[Given exercise]: Copy everything from the line containing "If you could spot the utility" through the end of the entries below, replacing "white hair" with "gray hair" and leaving everything else unchanged.

[Saved data entries]
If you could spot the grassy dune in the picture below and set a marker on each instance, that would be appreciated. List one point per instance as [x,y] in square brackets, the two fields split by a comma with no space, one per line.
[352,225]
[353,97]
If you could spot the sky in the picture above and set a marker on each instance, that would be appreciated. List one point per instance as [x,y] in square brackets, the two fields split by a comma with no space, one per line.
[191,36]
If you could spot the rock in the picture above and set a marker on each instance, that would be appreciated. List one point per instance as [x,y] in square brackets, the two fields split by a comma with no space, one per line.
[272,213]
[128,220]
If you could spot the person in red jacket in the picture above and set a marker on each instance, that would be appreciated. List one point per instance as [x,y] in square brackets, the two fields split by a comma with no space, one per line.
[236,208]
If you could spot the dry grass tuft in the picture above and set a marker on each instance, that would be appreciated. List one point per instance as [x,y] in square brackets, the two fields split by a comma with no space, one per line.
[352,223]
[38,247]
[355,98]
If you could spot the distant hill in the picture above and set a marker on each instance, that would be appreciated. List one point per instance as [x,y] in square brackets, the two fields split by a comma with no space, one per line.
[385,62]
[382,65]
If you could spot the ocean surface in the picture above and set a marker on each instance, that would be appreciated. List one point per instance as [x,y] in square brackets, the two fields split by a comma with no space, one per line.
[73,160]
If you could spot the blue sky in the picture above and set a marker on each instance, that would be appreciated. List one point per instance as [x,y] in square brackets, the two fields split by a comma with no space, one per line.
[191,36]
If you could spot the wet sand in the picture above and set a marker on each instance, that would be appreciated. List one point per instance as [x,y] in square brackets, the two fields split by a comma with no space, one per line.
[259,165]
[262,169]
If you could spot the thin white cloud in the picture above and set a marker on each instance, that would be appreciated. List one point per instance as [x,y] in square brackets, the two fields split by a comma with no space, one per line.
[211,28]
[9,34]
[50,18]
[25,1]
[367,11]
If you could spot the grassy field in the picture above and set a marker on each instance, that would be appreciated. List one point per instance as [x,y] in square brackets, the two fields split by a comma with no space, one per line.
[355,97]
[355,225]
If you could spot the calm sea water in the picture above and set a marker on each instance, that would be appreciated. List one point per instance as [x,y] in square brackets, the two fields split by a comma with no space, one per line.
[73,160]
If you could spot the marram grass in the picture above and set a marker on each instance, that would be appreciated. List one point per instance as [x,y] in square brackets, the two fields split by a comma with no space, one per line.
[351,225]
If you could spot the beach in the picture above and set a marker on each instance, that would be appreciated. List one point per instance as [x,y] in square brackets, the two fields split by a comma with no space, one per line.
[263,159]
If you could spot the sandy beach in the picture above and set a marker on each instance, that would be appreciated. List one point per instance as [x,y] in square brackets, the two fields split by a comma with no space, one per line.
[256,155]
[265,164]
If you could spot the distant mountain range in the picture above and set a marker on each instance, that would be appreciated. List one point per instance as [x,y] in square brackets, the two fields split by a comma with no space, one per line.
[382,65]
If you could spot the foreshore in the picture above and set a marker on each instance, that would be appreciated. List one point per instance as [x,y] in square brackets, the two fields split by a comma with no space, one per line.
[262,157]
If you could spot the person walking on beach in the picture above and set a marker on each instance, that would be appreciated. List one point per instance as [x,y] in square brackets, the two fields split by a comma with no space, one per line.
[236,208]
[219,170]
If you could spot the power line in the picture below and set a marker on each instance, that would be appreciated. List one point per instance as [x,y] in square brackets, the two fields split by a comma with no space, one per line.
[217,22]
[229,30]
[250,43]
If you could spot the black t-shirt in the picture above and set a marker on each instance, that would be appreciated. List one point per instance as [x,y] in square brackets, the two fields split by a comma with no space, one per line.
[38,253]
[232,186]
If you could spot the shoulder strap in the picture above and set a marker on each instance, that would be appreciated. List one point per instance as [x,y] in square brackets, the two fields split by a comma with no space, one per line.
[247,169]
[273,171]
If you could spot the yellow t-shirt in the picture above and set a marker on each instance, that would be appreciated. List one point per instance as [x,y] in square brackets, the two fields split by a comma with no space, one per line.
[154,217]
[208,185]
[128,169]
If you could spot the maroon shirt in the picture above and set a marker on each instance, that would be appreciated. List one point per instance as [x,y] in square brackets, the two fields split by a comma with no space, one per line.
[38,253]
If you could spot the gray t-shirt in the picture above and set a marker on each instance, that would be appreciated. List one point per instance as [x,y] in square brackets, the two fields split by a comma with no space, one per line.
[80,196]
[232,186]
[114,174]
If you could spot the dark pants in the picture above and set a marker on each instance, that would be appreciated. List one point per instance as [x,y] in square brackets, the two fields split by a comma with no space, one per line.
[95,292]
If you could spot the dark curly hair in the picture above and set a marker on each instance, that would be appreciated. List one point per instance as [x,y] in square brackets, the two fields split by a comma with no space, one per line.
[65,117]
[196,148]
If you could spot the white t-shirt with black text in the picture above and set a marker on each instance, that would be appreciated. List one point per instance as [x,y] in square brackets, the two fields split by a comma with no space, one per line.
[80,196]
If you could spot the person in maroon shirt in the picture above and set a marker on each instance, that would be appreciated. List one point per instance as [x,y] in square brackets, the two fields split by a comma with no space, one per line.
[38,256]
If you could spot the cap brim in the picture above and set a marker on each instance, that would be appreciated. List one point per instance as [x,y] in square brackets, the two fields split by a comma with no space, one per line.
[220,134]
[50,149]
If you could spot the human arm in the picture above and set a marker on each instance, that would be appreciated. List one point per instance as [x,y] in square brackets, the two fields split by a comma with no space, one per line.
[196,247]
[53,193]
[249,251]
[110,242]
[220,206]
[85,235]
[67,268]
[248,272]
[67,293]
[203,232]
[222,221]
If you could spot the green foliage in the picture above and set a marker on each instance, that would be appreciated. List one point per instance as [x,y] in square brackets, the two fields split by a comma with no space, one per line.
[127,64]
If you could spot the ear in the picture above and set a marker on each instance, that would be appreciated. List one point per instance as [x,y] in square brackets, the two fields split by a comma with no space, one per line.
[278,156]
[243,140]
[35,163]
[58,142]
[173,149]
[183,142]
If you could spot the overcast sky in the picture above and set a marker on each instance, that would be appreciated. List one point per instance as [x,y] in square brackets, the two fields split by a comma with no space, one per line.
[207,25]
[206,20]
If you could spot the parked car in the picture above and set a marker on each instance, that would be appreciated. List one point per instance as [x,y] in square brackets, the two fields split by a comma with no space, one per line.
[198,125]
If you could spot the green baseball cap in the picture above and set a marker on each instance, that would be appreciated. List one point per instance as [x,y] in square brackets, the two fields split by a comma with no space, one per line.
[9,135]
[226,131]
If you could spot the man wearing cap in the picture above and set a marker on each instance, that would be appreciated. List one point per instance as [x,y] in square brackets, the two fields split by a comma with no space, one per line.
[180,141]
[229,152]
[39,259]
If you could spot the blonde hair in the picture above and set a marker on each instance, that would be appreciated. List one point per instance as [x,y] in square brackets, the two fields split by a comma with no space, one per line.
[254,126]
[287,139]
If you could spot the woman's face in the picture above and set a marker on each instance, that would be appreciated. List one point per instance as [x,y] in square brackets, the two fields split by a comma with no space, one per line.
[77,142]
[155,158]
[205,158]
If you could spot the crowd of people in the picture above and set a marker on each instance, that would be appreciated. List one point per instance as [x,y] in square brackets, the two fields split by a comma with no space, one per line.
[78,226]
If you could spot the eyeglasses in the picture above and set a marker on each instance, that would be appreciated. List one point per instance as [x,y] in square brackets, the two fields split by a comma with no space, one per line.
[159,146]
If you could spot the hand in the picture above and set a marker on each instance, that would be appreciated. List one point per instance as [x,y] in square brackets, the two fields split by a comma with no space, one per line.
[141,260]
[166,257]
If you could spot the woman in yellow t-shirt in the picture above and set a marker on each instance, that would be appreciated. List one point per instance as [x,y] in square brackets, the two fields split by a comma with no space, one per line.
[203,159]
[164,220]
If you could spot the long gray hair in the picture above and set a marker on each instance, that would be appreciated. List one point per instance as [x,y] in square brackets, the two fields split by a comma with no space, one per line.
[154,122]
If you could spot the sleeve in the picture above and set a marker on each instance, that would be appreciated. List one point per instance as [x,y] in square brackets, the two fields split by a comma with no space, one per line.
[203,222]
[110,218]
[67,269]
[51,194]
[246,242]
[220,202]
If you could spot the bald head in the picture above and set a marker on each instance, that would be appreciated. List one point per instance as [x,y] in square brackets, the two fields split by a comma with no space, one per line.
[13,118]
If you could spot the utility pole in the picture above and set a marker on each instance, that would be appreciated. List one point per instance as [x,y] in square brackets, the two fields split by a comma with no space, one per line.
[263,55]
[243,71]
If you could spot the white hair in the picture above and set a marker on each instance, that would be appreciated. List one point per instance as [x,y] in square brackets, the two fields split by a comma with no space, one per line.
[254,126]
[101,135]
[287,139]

[The result]:
If you could spot the utility pole in the picture above and set a marker on each instance, that would be appreciated. List one point per instance as [x,y] in square brackets, the two fields split by a comma with no space, one per line.
[263,55]
[243,71]
If you could spot the gray hair in the picture above and set a marker on each instance, that would be appreciated. List one point per instance as [x,y] in square brackets, the two fields split by a comma with no space, one per line.
[254,126]
[101,135]
[287,139]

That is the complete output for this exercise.